» TASK STATEMENT: Take the line with "Target: boat wake" and every line after it in the data. Transcribe them exactly, through the last.

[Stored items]
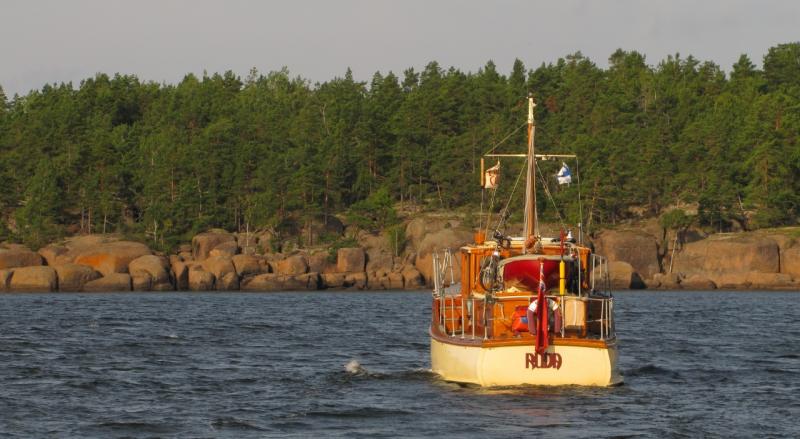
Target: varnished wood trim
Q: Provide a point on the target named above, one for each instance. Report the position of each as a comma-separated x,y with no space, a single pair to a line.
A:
557,341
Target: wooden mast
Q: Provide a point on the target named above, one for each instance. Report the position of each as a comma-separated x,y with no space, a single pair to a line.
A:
531,222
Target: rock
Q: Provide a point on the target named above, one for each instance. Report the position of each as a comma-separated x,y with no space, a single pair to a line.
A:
72,277
280,282
292,266
356,280
19,257
320,227
228,249
698,282
790,261
180,276
112,282
637,248
34,279
395,281
378,251
730,280
412,278
141,281
770,281
200,280
219,266
333,280
5,279
621,275
155,266
728,254
320,263
437,241
203,243
228,282
246,265
112,257
668,281
55,255
350,260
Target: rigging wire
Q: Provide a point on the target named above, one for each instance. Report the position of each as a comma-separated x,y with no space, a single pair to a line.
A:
508,203
491,150
550,196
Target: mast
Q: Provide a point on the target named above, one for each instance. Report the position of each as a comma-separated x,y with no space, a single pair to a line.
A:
531,222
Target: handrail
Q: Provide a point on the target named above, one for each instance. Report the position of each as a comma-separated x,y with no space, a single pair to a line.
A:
449,324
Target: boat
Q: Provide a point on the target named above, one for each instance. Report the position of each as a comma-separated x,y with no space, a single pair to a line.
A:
525,310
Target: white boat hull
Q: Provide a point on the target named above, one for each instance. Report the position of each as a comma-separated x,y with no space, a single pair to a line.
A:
518,364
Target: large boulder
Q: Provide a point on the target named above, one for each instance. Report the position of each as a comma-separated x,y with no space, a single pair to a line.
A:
698,282
34,279
203,243
320,262
109,283
155,266
55,255
200,280
790,261
379,254
412,278
623,276
717,254
280,282
112,257
227,249
333,280
18,257
350,260
246,265
228,282
219,266
292,266
180,275
5,278
72,277
637,248
436,242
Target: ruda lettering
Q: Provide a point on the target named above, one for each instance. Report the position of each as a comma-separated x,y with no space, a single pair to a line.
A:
547,360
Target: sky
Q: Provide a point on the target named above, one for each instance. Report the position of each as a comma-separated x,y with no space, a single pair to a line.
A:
59,40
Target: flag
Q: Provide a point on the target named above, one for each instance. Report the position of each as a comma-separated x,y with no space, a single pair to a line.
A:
542,337
564,175
492,177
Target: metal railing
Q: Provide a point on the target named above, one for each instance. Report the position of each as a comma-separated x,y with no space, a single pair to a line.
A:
459,317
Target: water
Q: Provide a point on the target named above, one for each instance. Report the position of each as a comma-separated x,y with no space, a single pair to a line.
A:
696,364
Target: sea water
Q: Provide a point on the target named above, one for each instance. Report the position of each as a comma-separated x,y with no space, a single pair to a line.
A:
326,364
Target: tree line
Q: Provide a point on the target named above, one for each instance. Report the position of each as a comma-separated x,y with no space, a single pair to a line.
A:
274,151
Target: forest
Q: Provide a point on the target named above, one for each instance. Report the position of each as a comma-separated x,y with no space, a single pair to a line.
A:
274,151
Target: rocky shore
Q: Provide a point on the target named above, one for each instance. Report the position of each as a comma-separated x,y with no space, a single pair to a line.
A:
221,261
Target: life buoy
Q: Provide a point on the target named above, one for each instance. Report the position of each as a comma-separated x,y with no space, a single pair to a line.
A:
554,321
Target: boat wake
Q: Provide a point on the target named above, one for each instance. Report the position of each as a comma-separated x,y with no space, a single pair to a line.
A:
354,369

» TASK SOLUTION:
Target: boat wake
Q: Provide a point on the target named above, one for each instance. Report the position of each as a comma-separated x,y with no space, a single pair to a line.
A:
354,369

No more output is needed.